Stored data

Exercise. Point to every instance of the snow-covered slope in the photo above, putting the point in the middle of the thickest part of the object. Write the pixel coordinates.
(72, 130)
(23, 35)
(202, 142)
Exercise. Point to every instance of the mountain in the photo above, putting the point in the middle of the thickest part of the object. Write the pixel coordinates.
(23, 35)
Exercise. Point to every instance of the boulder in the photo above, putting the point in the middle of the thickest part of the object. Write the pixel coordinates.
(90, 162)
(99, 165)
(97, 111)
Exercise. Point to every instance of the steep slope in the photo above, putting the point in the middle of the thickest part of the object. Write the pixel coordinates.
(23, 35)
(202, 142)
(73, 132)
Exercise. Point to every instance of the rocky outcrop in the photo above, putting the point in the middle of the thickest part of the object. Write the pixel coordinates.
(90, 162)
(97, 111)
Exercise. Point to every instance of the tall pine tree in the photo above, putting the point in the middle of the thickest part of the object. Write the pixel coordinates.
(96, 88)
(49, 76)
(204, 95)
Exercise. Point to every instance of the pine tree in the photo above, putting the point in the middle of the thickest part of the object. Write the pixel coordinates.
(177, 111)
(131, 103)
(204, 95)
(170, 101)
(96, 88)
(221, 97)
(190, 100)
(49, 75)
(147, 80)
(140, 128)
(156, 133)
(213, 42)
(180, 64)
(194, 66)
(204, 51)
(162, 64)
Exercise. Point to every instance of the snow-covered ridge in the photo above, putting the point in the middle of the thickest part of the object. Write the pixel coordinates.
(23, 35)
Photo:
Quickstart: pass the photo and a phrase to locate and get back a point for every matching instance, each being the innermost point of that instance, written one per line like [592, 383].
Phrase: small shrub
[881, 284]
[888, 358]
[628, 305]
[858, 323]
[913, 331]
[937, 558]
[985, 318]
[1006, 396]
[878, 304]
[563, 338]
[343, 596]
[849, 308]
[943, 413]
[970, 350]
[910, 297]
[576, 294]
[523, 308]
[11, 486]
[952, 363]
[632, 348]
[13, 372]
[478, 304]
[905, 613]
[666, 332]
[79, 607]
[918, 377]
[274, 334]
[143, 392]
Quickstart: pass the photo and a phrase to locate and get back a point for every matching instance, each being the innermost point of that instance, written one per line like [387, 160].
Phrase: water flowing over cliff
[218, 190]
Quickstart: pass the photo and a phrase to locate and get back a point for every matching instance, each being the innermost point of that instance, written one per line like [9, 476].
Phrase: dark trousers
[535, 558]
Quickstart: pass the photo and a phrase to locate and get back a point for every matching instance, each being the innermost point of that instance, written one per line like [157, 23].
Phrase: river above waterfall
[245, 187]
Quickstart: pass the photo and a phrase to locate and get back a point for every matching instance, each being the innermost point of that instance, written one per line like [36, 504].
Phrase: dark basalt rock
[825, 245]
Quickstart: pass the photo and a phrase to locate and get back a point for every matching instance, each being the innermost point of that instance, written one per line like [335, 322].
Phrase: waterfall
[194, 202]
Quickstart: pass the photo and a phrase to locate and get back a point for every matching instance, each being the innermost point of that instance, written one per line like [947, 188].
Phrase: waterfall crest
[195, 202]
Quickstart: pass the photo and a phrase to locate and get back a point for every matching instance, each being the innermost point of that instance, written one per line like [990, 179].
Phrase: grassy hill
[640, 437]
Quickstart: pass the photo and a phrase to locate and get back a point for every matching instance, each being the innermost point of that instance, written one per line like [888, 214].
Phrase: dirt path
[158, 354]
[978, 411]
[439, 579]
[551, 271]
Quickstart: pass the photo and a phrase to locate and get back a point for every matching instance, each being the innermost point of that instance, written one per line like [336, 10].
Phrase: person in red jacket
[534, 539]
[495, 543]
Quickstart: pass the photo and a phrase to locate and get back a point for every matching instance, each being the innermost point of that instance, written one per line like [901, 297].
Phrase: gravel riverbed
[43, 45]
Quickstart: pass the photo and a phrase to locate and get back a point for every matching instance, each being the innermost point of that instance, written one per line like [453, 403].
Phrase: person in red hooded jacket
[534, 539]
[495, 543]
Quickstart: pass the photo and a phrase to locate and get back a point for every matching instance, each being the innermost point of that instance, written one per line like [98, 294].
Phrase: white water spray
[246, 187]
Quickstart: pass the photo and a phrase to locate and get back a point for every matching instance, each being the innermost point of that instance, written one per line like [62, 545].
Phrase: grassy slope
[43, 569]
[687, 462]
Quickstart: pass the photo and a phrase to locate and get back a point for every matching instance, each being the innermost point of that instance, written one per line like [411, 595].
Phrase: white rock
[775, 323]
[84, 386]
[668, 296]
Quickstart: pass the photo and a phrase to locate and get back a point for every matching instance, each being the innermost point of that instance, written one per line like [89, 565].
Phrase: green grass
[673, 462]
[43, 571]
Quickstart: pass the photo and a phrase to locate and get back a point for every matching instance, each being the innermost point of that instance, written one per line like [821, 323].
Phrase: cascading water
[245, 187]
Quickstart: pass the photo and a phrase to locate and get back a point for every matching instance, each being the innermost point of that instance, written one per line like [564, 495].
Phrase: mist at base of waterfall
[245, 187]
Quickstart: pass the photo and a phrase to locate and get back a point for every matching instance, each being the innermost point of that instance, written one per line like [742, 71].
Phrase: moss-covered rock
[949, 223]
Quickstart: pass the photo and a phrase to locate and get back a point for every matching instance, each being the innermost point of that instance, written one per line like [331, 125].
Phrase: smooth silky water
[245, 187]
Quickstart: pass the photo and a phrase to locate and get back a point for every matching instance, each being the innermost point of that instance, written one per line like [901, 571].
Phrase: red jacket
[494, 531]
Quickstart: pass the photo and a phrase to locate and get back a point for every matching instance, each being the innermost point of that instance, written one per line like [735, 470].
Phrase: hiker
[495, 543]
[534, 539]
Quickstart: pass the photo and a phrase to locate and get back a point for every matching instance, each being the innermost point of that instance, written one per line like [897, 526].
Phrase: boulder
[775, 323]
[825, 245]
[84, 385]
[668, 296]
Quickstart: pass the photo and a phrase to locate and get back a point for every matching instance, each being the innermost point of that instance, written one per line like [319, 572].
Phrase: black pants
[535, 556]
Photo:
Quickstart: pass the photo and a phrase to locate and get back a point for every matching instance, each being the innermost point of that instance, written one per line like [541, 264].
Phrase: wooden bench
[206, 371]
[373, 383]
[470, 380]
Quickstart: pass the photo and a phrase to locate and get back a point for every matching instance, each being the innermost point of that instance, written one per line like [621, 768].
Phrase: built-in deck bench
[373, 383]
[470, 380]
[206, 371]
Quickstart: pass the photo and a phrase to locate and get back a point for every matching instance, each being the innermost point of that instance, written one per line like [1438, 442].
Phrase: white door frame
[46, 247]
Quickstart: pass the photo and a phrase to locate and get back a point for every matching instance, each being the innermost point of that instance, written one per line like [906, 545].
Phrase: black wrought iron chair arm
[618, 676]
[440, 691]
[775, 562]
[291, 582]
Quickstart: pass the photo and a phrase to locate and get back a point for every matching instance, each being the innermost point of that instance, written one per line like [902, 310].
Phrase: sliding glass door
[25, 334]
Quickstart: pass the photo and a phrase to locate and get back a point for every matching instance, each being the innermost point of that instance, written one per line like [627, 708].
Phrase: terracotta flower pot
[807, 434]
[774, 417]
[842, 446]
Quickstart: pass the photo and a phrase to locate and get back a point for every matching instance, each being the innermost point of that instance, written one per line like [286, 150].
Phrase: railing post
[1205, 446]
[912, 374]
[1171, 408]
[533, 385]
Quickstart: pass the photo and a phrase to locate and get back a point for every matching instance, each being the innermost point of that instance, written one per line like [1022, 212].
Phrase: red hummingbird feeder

> **About this task**
All of the data above should be reproduced word for word.

> **Result**
Exercise. Point to every instance of the snow-covered slope in the photo above, putting the point in the middle of the thickest part of the object. Write the pixel coordinates.
(72, 130)
(23, 35)
(202, 142)
Exercise. Point to every instance of the mountain in the photo above, putting the point in the middle of the thickest part of the object. Write the pixel coordinates.
(23, 35)
Exercise. Point to every instance of the boulder in the photo above, putting the point in the middle of the thickest part of the object. Write the pixel coordinates.
(90, 162)
(99, 165)
(97, 111)
Exercise. Point to every instance of the steep slope in the photo above, putting the point in the middle of the thickest part of the object. Write the pixel coordinates.
(23, 35)
(202, 142)
(73, 132)
Exercise. Point to every instance of the rocky outcrop in the photo above, putting the point in the middle of the thickest part of the object. Write the pixel coordinates.
(90, 162)
(97, 111)
Exercise. Point to every instance of the tall pine tree in the photo above, putting the point in the middle of the thickest part of the object. Write the pixel coordinates.
(96, 88)
(49, 76)
(204, 95)
Exercise. Point to every instance of the pine tree in the photo above, putting the point in the middle of the thickest part of the object. Write the pixel coordinates.
(177, 111)
(131, 103)
(204, 95)
(170, 101)
(96, 88)
(221, 97)
(190, 100)
(49, 75)
(147, 80)
(140, 128)
(156, 133)
(213, 42)
(180, 64)
(194, 66)
(204, 51)
(162, 64)
Exercise. Point to every instance of the snow-covered ridge in the photo above, putting the point in the middle of the thickest part of the object. Write the pixel coordinates.
(23, 35)
Photo:
Quickstart: pass the photo and a phrase to locate and get back a point for every matching instance, each being the innermost point of that instance, written one per line like [592, 383].
Phrase: small shrub
[881, 284]
[888, 358]
[628, 305]
[858, 323]
[913, 331]
[937, 558]
[985, 318]
[1006, 396]
[878, 304]
[563, 338]
[343, 596]
[849, 308]
[943, 413]
[970, 350]
[910, 297]
[576, 294]
[523, 308]
[11, 486]
[952, 363]
[632, 348]
[13, 372]
[478, 304]
[905, 613]
[666, 332]
[79, 607]
[918, 377]
[274, 334]
[143, 392]
Quickstart: pass the photo and a phrase to locate and get back a point for every matching instance, each being the innermost point of that instance, written one per line like [387, 160].
Phrase: water flowing over cliff
[218, 190]
Quickstart: pass the photo and a phrase to locate and get back a point for every matching instance, each being the innermost point of that instance, written one per line like [9, 476].
Phrase: dark trousers
[535, 558]
Quickstart: pass the photo and a phrase to locate and get back a point for every matching instance, each being the innermost point of that instance, written one per line like [157, 23].
Phrase: river above waterfall
[245, 187]
Quickstart: pass the photo and a phrase to locate and get back a point for every matching instance, each being the innermost point of that instance, written one per line like [36, 504].
Phrase: dark basalt rock
[825, 245]
Quickstart: pass the photo and a phrase to locate and get back a point for every matching instance, each being the innermost point of that instance, written one per line like [335, 322].
Phrase: waterfall
[194, 202]
Quickstart: pass the photo and a phrase to locate and get back a point for every matching instance, each being the innermost point of that instance, written one per line like [947, 188].
Phrase: waterfall crest
[195, 202]
Quickstart: pass the photo and a phrase to locate and get back a point for every matching instance, each being the innermost point of that instance, written one per line like [990, 179].
Phrase: grassy hill
[640, 437]
Quickstart: pass the photo and a phrase to locate and get back a point for every matching instance, each being the innermost point of that instance, written one per line like [888, 214].
Phrase: dirt path
[158, 354]
[978, 411]
[439, 579]
[551, 271]
Quickstart: pass the photo and a phrase to locate and get back a point for every matching instance, each being the innermost point of that instance, written one per line like [336, 10].
Phrase: person in red jacket
[534, 539]
[495, 543]
Quickstart: pass the photo and a phrase to locate and get back a point for every matching instance, each being the innermost point of that instance, written one per line like [901, 297].
Phrase: gravel riverbed
[43, 45]
Quickstart: pass the photo and a phrase to locate and get back a point for every matching instance, each being the innermost point of that instance, written one per line like [453, 403].
Phrase: person in red hooded jacket
[534, 539]
[495, 543]
Quickstart: pass the photo and a phrase to locate and get back a point for every matching instance, each being the innermost point of that instance, written one per line like [98, 294].
Phrase: white water spray
[246, 187]
Quickstart: pass the photo and a phrase to locate and get back a point for every matching instance, each being the innermost point of that instance, written one per line like [62, 545].
Phrase: grassy slope
[43, 569]
[687, 462]
Quickstart: pass the photo and a phrase to locate and get back a point for every matching instance, each being the innermost point of that instance, written one per line like [411, 595].
Phrase: white rock
[775, 323]
[84, 386]
[668, 296]
Quickstart: pass the photo and a phrase to locate and get back a point for every matching instance, each being the innermost point of that instance, written one per line like [89, 565].
Phrase: green grass
[673, 462]
[43, 571]
Quickstart: pass the photo and a phrase to locate and get back a point for every matching instance, each being the innermost point of that instance, written one per line like [821, 323].
Phrase: cascading water
[245, 187]
Quickstart: pass the photo and a phrase to locate and get back a point for every matching instance, each being the innermost point of that instance, written one per line like [564, 495].
Phrase: mist at base of waterfall
[245, 187]
Quickstart: pass the photo and a phrase to locate and get back a point for every matching instance, each being the innermost point of that instance, written one per line like [742, 71].
Phrase: moss-covered rock
[949, 223]
Quickstart: pass the photo and a phrase to locate and get back a point for every matching instance, each being the innermost point of that instance, written one per line like [331, 125].
Phrase: smooth silky water
[245, 187]
Quickstart: pass the photo and a phrase to locate and get back a point for every matching instance, each being the innermost point of that instance, written one per line like [901, 571].
Phrase: red jacket
[494, 531]
Quickstart: pass the photo and a phrase to locate and get back a point for every matching instance, each being the innermost point of that instance, written one per line like [735, 470].
Phrase: hiker
[495, 543]
[534, 539]
Quickstart: pass the photo and a phrase to locate and get back a point for every matching instance, each being the innermost point of that instance, written one per line like [897, 526].
Phrase: boulder
[775, 323]
[825, 245]
[84, 385]
[668, 296]
Quickstart: pass the photo and a phrase to locate and get back a point for every matching instance, each being the innermost point of that instance, written one per line like [319, 572].
Phrase: black pants
[535, 556]
Photo:
Quickstart: pass the photo and a phrase to locate and get back a point for every matching instance, each being the innermost point of that instance, written one per line like [541, 264].
Phrase: wooden bench
[206, 371]
[373, 383]
[470, 380]
Quickstart: pass the photo and a phrase to locate and get back a point for every matching instance, each being the innermost point of that instance, written one per line like [621, 768].
Phrase: built-in deck bench
[373, 383]
[470, 380]
[206, 371]
Quickstart: pass the photo and a phrase to locate and get back a point for every matching instance, each being the innermost point of that instance, written one per line like [1438, 442].
Phrase: white door frame
[46, 247]
Quickstart: pass the photo and a phrase to locate and get back a point for every matching instance, each being the innermost point of that instance, written one per line like [906, 545].
Phrase: black wrought iron chair arm
[618, 676]
[440, 691]
[775, 562]
[291, 582]
Quickstart: pass the photo and a phrase to locate and get back a point for every matching instance, each being the innermost point of that instance, written one per line like [902, 310].
Phrase: sliding glass door
[25, 334]
Quickstart: pass the photo and a phrase to locate and get back a point for every matching instance, each being the innermost point of that instance, written one per line like [627, 708].
Phrase: terracotta flower pot
[807, 434]
[774, 417]
[842, 446]
Quickstart: pass the photo and a phrase to locate and get back a point for every matching instance, each being the innermost point of that instance, written one per line like [286, 150].
Phrase: railing post
[1205, 446]
[912, 374]
[1171, 408]
[533, 385]
Quickstart: pass the photo and a phrase to locate and get back a point for every matching instance, each being the innermost point of that instance, written one per line like [1022, 212].
Phrase: red hummingbird feeder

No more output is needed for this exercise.